-- Challenge --
Return, character for character, the part of the listing below that starts with the line containing "(format x=141, y=70)" and continues through the end of the listing, that line included.
|---|
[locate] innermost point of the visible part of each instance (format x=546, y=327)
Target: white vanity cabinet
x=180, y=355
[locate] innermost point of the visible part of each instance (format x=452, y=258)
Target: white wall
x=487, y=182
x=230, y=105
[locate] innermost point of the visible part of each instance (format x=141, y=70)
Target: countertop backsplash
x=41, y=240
|---|
-- Task response --
[locate] innermost point of the visible part of each instance (format x=141, y=70)
Target: countertop backsplash
x=41, y=240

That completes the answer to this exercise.